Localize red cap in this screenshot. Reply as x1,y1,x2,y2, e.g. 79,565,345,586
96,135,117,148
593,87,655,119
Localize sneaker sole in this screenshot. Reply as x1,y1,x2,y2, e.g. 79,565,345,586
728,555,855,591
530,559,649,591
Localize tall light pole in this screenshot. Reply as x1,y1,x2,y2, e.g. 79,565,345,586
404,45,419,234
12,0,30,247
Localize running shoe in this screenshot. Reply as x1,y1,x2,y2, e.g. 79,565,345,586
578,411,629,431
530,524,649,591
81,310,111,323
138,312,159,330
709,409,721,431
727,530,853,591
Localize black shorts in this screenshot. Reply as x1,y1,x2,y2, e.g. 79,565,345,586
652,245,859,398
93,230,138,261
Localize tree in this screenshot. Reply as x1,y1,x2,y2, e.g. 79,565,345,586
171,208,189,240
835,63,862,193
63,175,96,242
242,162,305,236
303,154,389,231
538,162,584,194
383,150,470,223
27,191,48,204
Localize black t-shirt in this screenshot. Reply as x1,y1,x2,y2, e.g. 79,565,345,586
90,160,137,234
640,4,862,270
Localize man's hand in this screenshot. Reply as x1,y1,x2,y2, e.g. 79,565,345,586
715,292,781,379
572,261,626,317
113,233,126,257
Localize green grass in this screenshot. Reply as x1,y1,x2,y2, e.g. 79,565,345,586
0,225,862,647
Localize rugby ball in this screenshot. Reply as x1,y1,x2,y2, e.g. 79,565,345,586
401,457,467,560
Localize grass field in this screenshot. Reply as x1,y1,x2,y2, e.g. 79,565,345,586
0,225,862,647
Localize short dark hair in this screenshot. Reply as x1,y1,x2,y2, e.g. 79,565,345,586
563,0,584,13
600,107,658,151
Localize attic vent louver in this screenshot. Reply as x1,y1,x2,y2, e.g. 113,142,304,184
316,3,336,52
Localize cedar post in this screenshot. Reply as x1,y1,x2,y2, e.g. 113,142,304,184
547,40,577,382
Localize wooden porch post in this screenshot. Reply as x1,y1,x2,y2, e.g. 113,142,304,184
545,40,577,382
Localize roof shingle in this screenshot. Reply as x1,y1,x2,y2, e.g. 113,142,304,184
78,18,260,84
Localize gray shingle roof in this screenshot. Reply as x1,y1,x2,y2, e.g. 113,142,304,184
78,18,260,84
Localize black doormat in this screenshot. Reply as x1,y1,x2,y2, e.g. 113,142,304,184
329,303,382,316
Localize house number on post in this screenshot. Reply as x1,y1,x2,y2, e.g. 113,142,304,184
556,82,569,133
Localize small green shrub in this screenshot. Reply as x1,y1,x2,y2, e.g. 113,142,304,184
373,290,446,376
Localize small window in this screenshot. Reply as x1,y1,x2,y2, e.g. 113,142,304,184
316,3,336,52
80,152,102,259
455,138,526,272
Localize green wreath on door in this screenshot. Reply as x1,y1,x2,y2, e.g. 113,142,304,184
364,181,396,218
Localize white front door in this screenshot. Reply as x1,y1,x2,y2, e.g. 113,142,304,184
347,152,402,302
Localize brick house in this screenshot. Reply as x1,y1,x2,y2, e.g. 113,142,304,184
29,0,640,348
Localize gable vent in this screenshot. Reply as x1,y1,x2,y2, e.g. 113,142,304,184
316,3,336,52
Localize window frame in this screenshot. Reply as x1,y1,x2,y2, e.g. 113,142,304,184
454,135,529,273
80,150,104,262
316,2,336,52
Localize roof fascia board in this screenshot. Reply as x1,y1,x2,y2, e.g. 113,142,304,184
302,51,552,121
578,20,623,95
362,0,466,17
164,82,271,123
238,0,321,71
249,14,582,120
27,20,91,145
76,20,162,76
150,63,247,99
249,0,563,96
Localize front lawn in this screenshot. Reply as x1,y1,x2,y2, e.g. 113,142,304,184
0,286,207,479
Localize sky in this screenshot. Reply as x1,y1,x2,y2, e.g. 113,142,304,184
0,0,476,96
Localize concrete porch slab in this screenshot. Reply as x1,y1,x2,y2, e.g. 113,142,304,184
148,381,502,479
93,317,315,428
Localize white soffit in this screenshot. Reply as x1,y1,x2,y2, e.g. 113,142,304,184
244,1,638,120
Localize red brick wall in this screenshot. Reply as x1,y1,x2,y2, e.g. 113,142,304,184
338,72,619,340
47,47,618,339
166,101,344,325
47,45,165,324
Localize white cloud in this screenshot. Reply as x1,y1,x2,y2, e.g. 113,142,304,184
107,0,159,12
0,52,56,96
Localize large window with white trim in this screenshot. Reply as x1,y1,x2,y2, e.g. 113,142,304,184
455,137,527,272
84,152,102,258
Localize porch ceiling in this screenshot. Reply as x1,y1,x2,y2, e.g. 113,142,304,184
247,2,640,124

******

Stated task: Can you render the part of the records that opens with the line containing "Localize attic vent" and closes with the line containing "545,40,577,382" as a two-column CSV with the headers request and box? Use one row per request, holding its text and its answer, each in one quoted field with any line breaks turned into spaces.

Exercise response:
request,box
"Localize attic vent louver in this screenshot. Reply as x1,y1,x2,y2, e.g. 113,142,304,184","316,3,336,52"
"Localize cedar post in this screenshot. Reply as x1,y1,x2,y2, e.g. 113,142,304,184","547,40,577,382"
"Localize wooden porch post in this screenshot. Reply as x1,y1,x2,y2, e.g. 113,142,304,184","545,40,577,382"